- **RECORDED INFORMATION**
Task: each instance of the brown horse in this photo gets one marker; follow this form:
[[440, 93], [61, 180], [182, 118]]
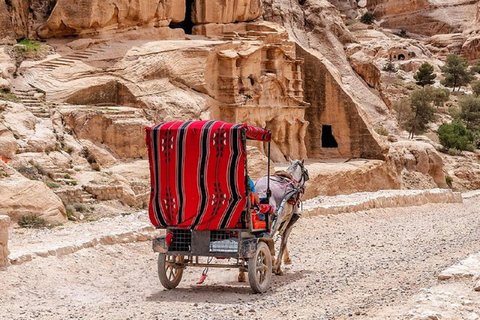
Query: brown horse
[[286, 187]]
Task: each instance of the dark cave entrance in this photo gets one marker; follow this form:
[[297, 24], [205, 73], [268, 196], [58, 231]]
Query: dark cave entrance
[[187, 23], [328, 140]]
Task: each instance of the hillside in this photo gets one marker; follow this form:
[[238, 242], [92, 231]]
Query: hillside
[[89, 75]]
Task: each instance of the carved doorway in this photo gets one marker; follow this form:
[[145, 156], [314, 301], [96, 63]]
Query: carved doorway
[[187, 23], [328, 140]]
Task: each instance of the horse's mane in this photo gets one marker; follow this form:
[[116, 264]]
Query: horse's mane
[[283, 173]]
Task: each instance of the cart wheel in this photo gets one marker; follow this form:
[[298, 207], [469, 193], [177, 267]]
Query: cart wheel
[[260, 269], [169, 273]]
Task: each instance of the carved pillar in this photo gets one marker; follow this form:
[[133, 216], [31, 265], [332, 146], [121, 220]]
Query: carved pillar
[[227, 78], [4, 224]]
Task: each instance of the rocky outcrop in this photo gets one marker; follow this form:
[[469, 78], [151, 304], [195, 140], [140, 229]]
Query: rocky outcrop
[[8, 143], [88, 16], [123, 136], [7, 68], [365, 67], [337, 177], [418, 164], [23, 197], [210, 11], [57, 18], [337, 127], [4, 252], [342, 109], [426, 17], [382, 199]]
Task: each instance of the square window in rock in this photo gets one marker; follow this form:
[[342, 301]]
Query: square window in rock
[[328, 140]]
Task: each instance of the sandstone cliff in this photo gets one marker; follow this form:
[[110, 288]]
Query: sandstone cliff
[[311, 73]]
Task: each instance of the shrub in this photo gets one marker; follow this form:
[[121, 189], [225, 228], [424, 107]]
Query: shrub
[[456, 72], [32, 221], [8, 96], [381, 130], [476, 87], [30, 45], [53, 185], [389, 67], [425, 75], [470, 106], [455, 135], [367, 18], [449, 181]]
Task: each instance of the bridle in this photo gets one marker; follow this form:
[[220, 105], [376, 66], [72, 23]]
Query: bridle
[[304, 177]]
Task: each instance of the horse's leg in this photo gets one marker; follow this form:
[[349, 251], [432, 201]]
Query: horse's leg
[[286, 256], [283, 244], [241, 276]]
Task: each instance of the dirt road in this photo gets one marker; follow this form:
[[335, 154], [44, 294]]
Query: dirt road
[[379, 264]]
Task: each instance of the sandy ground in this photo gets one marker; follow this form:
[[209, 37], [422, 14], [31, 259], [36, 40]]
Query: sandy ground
[[378, 264]]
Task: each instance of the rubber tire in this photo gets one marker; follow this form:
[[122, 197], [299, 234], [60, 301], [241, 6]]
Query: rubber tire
[[169, 275], [260, 269]]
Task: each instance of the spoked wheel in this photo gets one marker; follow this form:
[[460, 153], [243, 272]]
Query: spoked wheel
[[260, 269], [169, 271]]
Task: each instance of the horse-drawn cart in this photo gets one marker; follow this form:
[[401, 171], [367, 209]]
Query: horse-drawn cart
[[200, 194]]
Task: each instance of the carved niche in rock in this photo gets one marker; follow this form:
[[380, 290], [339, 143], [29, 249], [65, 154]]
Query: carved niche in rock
[[261, 84]]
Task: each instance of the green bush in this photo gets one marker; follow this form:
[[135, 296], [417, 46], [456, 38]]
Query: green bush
[[32, 221], [455, 135], [367, 18], [389, 67], [30, 45], [449, 181], [53, 185]]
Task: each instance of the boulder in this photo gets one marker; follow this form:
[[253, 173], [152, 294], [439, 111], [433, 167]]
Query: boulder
[[210, 11], [7, 68], [86, 16], [8, 143], [419, 164], [471, 48], [365, 67], [21, 197]]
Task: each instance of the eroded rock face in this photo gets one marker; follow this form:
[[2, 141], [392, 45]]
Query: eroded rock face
[[4, 252], [210, 11], [21, 197], [419, 165], [427, 17], [7, 68], [69, 18], [123, 136], [57, 18]]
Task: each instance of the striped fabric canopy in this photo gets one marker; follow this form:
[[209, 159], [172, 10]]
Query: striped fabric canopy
[[198, 173]]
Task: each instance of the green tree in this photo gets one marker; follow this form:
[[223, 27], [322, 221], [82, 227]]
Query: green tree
[[439, 96], [470, 106], [455, 135], [475, 68], [456, 72], [425, 75], [476, 87], [422, 111]]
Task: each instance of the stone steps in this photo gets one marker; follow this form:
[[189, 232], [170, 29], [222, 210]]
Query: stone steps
[[69, 59], [36, 106]]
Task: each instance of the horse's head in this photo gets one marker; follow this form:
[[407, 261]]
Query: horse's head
[[298, 171]]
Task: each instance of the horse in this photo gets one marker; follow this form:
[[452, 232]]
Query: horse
[[286, 187]]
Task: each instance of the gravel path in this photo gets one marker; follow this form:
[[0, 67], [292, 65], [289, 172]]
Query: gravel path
[[377, 264]]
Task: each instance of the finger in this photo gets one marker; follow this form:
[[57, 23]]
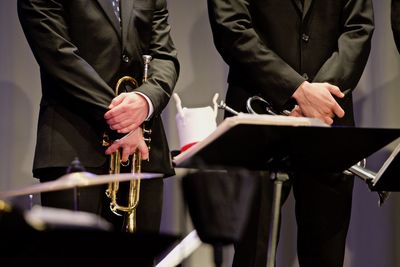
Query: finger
[[328, 120], [129, 128], [126, 152], [334, 90], [111, 149], [338, 111], [116, 101], [121, 125], [144, 150]]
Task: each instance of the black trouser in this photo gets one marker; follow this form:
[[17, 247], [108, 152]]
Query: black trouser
[[323, 209], [93, 199]]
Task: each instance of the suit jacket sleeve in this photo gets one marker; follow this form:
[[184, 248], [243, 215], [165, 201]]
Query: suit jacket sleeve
[[44, 24], [238, 43], [395, 20], [164, 67], [346, 65]]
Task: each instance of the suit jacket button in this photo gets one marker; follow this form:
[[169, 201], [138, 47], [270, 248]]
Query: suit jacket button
[[305, 37], [125, 58]]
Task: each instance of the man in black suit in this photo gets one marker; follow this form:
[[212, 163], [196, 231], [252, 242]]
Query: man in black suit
[[83, 47], [395, 19], [299, 56]]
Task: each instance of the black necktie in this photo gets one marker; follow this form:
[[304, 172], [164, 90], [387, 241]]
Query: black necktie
[[115, 4]]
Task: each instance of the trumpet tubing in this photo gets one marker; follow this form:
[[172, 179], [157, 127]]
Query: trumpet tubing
[[135, 163]]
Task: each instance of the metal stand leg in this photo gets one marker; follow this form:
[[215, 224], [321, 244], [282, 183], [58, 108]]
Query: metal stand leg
[[278, 178]]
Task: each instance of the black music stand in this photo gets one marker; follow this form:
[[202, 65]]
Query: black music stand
[[282, 145]]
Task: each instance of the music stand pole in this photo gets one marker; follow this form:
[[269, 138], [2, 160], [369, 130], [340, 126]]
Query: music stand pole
[[279, 178]]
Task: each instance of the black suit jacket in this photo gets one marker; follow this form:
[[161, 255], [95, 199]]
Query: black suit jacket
[[272, 46], [82, 50], [395, 20]]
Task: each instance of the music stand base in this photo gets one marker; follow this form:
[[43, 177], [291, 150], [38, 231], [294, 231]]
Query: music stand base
[[279, 178]]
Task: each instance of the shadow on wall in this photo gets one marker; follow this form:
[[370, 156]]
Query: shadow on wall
[[209, 74], [16, 136]]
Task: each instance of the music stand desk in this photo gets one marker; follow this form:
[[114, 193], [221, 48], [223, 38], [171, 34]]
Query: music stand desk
[[282, 145]]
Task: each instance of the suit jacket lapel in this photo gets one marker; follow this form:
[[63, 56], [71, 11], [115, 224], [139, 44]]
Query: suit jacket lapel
[[298, 4], [126, 12], [306, 8], [303, 9], [109, 11]]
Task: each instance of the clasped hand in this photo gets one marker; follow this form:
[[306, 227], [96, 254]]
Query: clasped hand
[[316, 100], [126, 115]]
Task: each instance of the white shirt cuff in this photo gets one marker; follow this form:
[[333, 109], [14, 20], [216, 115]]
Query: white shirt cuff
[[151, 108]]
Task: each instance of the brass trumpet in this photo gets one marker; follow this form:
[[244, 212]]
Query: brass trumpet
[[115, 164]]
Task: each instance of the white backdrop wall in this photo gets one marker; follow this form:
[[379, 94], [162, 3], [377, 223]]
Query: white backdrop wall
[[374, 236]]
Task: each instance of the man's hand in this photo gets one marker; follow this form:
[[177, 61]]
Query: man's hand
[[127, 112], [315, 100], [129, 143]]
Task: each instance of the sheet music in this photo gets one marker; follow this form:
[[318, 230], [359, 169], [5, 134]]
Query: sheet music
[[245, 118]]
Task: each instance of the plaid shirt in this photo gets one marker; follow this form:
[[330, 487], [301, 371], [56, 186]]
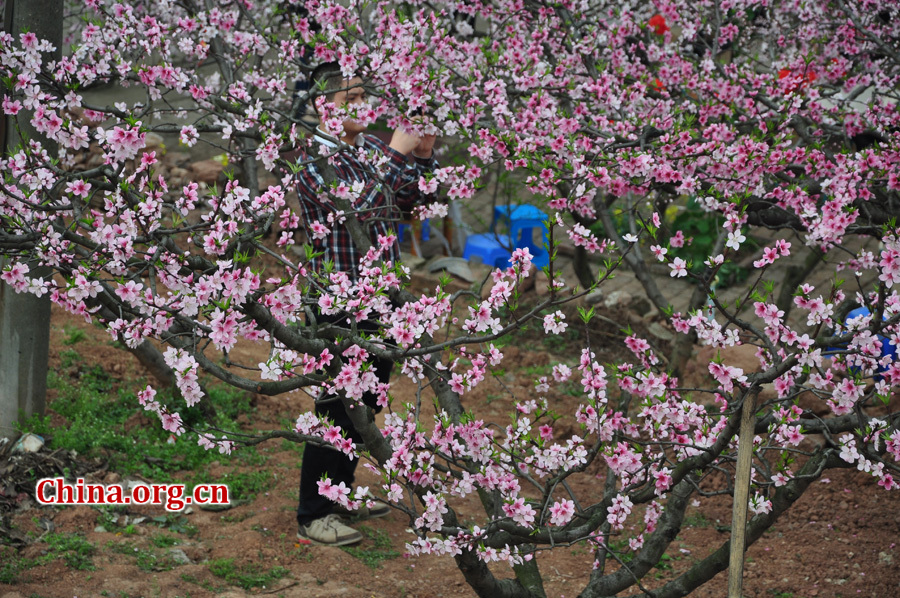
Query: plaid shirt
[[390, 186]]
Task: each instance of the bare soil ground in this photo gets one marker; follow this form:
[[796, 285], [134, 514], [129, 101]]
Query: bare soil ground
[[840, 540]]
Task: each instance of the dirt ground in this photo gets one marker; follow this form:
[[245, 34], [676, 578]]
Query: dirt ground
[[840, 539]]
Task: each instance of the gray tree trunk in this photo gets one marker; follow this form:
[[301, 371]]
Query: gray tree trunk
[[25, 319]]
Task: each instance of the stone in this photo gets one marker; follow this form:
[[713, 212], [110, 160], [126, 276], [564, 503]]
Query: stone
[[661, 332], [179, 556], [30, 443]]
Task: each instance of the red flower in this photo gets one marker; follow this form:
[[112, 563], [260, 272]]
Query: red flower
[[658, 22]]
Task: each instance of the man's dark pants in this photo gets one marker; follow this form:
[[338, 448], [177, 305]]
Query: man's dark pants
[[319, 462]]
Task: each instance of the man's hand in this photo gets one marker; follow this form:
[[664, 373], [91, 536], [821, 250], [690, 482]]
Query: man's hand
[[425, 147], [404, 142], [421, 147]]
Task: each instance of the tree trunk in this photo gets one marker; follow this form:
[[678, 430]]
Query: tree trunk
[[25, 319]]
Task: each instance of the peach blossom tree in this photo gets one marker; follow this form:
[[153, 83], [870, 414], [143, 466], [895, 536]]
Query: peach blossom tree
[[771, 116]]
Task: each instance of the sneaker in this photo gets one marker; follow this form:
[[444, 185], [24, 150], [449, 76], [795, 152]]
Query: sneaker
[[379, 510], [328, 531]]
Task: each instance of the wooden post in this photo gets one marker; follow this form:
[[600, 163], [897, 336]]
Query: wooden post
[[25, 319], [741, 496]]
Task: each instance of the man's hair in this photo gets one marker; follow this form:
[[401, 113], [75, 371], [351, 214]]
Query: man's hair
[[326, 79]]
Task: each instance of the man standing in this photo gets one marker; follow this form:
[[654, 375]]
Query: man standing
[[386, 192]]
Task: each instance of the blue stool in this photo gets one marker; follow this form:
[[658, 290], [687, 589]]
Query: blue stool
[[521, 220], [887, 349], [492, 249]]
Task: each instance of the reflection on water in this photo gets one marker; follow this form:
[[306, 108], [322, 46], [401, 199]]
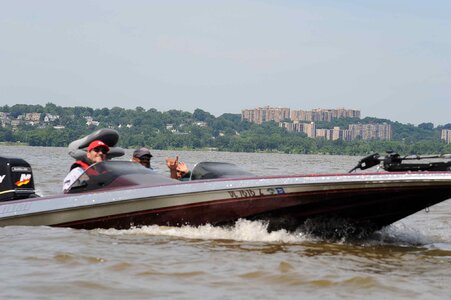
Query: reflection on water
[[409, 259]]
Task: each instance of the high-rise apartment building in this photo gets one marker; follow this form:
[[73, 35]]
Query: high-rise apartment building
[[265, 114], [446, 135]]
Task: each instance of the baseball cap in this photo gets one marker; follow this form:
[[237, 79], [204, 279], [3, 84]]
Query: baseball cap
[[98, 143], [142, 153]]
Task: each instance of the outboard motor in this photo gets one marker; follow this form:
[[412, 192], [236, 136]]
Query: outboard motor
[[16, 179]]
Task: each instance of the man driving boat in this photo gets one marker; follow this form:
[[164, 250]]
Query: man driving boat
[[97, 151]]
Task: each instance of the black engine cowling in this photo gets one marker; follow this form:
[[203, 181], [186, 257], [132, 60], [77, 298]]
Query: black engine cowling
[[16, 179]]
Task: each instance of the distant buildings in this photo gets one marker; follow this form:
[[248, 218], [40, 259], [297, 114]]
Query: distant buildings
[[265, 114], [326, 115], [354, 131], [446, 135], [304, 121], [278, 114]]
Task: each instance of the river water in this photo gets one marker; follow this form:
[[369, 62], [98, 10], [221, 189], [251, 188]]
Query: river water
[[410, 259]]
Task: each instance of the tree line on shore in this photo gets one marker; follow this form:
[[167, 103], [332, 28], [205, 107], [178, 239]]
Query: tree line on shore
[[175, 129]]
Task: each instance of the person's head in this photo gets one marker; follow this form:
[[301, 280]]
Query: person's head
[[97, 151], [142, 156]]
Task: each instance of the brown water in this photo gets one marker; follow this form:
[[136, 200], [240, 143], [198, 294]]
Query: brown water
[[410, 259]]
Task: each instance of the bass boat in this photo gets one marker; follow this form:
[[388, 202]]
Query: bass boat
[[123, 194]]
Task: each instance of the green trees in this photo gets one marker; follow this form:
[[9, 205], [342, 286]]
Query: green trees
[[175, 129]]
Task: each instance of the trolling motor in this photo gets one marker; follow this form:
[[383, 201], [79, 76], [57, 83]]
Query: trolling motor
[[393, 162], [16, 179]]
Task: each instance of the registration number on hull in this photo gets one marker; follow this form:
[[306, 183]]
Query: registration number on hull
[[256, 192]]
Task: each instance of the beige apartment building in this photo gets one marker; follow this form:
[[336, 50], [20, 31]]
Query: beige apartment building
[[446, 135], [265, 114], [326, 115]]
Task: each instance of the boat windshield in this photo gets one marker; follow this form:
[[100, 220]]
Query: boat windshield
[[116, 174]]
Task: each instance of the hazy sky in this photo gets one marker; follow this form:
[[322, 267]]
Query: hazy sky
[[388, 58]]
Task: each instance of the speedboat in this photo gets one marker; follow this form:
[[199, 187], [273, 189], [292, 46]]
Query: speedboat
[[122, 194]]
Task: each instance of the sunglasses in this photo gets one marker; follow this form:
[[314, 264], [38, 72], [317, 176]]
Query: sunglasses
[[99, 149]]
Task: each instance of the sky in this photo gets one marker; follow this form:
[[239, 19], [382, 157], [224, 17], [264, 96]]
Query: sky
[[387, 58]]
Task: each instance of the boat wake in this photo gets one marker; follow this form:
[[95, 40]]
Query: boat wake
[[398, 234], [242, 230]]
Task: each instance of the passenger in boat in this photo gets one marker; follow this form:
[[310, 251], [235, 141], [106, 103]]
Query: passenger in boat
[[179, 170], [96, 152], [142, 156]]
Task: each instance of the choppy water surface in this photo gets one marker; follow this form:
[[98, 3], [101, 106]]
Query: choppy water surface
[[410, 259]]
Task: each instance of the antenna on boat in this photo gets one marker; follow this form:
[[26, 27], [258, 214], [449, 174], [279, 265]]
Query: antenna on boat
[[367, 162]]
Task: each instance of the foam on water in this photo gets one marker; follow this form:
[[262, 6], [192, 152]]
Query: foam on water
[[242, 230]]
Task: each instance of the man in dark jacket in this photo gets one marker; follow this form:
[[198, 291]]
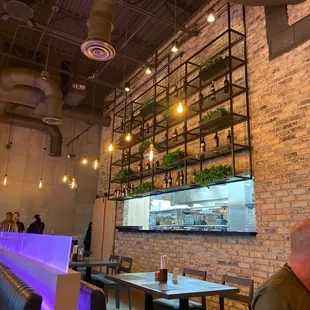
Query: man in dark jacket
[[20, 225], [289, 288], [37, 227]]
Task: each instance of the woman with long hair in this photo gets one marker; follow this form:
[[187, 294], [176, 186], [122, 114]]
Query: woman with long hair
[[8, 224]]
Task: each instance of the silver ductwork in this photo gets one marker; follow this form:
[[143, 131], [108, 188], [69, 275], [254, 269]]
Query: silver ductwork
[[266, 2], [37, 124], [97, 46], [13, 79]]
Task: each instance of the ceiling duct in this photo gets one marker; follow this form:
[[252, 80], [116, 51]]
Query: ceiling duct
[[267, 2], [13, 79], [20, 10], [97, 46], [37, 124]]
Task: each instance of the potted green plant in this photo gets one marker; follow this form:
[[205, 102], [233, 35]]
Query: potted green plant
[[209, 175], [144, 146], [173, 157], [123, 174], [213, 66], [143, 188]]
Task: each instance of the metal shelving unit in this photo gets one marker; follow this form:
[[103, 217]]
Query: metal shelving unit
[[195, 80]]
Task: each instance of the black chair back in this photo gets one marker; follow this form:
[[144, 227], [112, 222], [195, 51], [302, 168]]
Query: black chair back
[[199, 274], [126, 264], [247, 283]]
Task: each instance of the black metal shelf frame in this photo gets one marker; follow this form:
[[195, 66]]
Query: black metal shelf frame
[[193, 85]]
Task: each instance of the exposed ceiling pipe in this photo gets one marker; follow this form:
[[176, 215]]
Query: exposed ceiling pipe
[[266, 2], [37, 124], [97, 46], [11, 78]]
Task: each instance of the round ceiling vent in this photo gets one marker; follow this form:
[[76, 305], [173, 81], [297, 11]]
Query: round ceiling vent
[[18, 10], [52, 120], [98, 50]]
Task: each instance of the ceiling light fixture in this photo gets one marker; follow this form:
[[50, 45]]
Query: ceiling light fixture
[[128, 137], [211, 15], [127, 87], [175, 48]]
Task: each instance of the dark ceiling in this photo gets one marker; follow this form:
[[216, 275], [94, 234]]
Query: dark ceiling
[[61, 27]]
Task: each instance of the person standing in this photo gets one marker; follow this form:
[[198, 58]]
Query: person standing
[[37, 227], [289, 288], [8, 225], [20, 225]]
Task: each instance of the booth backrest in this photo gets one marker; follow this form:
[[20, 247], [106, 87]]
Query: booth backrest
[[91, 297], [16, 294]]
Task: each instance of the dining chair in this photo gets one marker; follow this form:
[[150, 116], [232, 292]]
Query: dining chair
[[100, 281], [246, 283], [174, 304]]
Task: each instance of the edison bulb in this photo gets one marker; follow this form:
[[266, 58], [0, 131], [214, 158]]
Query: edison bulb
[[65, 178], [128, 137], [5, 181], [110, 148], [96, 164], [41, 184], [84, 161], [180, 108]]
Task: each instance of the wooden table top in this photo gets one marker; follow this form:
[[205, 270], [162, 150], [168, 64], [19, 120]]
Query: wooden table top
[[185, 287], [93, 262]]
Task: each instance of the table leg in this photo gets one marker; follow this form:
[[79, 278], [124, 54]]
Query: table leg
[[148, 302], [184, 304]]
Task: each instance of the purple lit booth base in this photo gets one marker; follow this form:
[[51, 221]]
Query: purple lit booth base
[[31, 262], [50, 250]]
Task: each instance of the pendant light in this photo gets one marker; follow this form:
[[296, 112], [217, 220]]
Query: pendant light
[[85, 160], [42, 167], [151, 153], [175, 45], [96, 164], [65, 177], [211, 15], [8, 147]]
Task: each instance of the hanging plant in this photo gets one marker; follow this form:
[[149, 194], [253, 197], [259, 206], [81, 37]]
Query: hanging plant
[[141, 189], [211, 114], [123, 174], [173, 157], [208, 175]]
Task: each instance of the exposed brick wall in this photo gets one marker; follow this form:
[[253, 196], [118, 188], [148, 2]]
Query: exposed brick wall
[[280, 115]]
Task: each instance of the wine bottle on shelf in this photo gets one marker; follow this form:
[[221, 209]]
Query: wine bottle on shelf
[[213, 94], [226, 85], [216, 140], [182, 177], [140, 166], [170, 180], [177, 180], [175, 135], [141, 131], [165, 184], [228, 139], [202, 145]]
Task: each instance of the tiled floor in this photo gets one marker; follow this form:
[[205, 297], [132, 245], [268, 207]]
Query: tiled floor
[[137, 301]]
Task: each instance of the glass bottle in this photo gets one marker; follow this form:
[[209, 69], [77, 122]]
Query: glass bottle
[[213, 94], [170, 180], [177, 180], [216, 140], [226, 85], [182, 178]]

- **TASK BRIEF**
Starting at the line that contains "Task: each instance of the hanging", retype each line through the end of the listing above and nothing else.

- **TASK RESPONSE**
Task: each instance of the hanging plant in this photo gets one marker; follow this form:
[[149, 194], [253, 197], [259, 206], [81, 37]]
Query: hanging plant
[[141, 189], [211, 114], [123, 174], [173, 157], [208, 175]]
Task: each instance of the exposed brick wall in this photo gets one marker; follow this form:
[[253, 196], [118, 188], [148, 2]]
Query: exposed brick wall
[[280, 115]]
Task: each instance of the wine bottle on shelf in this photo gets one marker; follow this form:
[[221, 209]]
Query: wine bottle on shelf
[[213, 94], [226, 85], [216, 140], [182, 177], [140, 166], [170, 180], [177, 180], [175, 135], [141, 131], [165, 184], [228, 139], [202, 145]]
Task: each instance of the tiled floor in this photo gets one marker; follow this form:
[[205, 297], [132, 245], [268, 207]]
Query: tiled floor
[[137, 301]]
Task: each instance of the glass bottle in this photo gets one marker; follow this form:
[[209, 69], [77, 122]]
Query: glass bottle
[[213, 94], [170, 180], [177, 180], [216, 140], [226, 85], [182, 178]]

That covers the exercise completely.